6. Post-Effectiveness Covenant. With respect to each Mortgaged Property, and not later than 60 days after the Increased Amount Date (or such later date as to which the Administrative Agent may agree), the Loan Parties shall use commercially reasonable efforts to: (i) enter into amendments with respect to the existing Mortgages encumbering the Mortgaged Properties, (ii) obtain title datedown endorsements to the existing title policies for the Mortgaged Properties, as customary in the applicable jurisdiction, (iii) deliver customary opinions of counsel with respect to the amendments to the existing Mortgages, in each case in form and substance reasonably acceptable to the Administrative Agent and (iv) provide such other documentation with respect to the Mortgaged Property as Administrative Agent shall reasonably request, as required in connection with the foregoing obligations in this Section III.6.
7. Affirmation of Subsidiary Guarantors. Each Subsidiary Guarantor hereby consents to the amendments to the Credit Agreement effected hereby, and hereby confirms and agrees that, notwithstanding the effectiveness of this Agreement, the obligations of such Subsidiary Guarantor contained in the Guarantee and Collateral Agreement or in any other Loan Documents to which it is a party are, and shall remain, in full force and effect and are hereby ratified and confirmed in all respects, except that, on and after the effectiveness of this Agreement, each reference in the Guarantee and Collateral Agreement and in each of the other Loan Documents to “the Credit Agreement”, “thereunder”, “thereof” or words of like import shall mean and be a reference to the Credit Agreement, as amended by this Agreement. Without limiting the generality of the foregoing, the Security Documents to which such Subsidiary Guarantor is a party and all of the Collateral described therein do, and shall continue to secure, payment of all of the Obligations (in each case, as defined therein).

• Material shown
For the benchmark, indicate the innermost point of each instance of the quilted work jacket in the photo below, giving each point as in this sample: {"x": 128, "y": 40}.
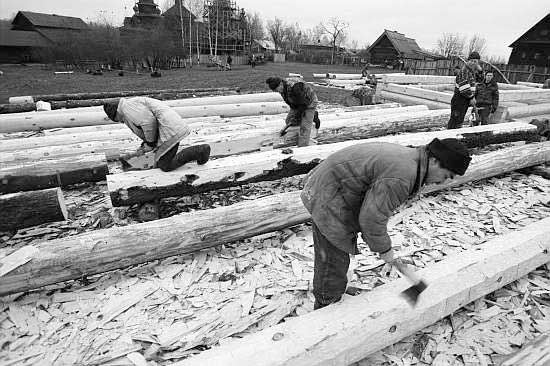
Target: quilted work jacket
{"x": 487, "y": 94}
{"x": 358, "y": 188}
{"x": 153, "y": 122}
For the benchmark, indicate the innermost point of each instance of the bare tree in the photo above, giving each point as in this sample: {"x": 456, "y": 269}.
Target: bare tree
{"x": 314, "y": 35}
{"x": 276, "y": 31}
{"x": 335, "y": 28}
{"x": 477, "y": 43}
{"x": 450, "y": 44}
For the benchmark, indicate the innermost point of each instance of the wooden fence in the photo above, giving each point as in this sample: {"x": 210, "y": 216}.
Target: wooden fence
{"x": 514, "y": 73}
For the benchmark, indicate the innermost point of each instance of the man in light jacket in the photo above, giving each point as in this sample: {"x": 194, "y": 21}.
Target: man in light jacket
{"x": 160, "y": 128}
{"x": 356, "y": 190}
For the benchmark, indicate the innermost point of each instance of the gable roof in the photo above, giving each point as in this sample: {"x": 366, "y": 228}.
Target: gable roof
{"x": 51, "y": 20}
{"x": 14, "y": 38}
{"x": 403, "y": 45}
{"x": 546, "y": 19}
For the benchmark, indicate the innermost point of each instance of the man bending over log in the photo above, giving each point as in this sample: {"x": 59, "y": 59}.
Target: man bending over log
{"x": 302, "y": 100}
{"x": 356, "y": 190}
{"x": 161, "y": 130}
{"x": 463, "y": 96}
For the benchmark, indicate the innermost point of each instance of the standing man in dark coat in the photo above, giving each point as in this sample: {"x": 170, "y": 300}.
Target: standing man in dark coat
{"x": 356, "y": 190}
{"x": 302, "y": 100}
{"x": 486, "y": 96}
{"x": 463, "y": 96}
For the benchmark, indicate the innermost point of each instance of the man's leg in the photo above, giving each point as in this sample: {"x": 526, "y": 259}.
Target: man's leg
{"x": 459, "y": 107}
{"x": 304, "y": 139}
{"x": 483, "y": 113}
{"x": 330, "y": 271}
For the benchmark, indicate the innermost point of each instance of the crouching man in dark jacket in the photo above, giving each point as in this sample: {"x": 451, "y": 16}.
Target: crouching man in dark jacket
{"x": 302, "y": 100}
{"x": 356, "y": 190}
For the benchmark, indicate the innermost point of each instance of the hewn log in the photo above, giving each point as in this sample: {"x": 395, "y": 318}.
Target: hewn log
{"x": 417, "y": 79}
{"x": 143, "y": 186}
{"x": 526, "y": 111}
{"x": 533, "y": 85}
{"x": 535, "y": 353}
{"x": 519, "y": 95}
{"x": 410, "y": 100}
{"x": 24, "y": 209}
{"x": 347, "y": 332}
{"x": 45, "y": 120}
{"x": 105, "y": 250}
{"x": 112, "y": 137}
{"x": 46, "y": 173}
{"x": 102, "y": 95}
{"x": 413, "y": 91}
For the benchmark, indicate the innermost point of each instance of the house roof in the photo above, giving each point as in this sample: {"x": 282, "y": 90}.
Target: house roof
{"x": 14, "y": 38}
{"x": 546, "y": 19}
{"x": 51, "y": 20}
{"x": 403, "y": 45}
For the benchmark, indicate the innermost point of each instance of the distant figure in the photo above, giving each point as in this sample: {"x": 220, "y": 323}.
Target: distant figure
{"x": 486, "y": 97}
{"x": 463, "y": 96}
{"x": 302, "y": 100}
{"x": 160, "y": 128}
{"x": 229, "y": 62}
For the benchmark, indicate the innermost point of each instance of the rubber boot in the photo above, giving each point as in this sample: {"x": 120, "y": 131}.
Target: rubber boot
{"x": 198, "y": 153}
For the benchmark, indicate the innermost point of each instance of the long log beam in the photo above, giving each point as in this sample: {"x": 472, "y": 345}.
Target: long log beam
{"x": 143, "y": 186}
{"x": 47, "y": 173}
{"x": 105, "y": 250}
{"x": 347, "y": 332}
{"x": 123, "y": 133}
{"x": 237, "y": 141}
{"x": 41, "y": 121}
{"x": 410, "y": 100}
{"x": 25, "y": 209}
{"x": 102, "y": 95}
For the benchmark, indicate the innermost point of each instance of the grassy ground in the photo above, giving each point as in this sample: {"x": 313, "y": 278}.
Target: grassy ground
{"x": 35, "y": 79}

• Stated problem
Check each statement against the credit agreement excerpt and answer yes or no, quoting the words from the text that decide it. 1. The Loan Parties have up to 90 days after the Increased Amount Date to carry out the listed steps for each Mortgaged Property. 2. Each Subsidiary Guarantor consents to the amendments to the Credit Agreement. 3. The opinions of counsel must be in form and substance reasonably acceptable to the Administrative Agent.

• Result of this exercise
1. No: "not later than 60 days after the Increased Amount Date"
2. Yes: "Each Subsidiary Guarantor hereby consents to the amendments to the Credit Agreement effected hereby"
3. Yes: "in each case in form and substance reasonably acceptable to the Administrative Agent"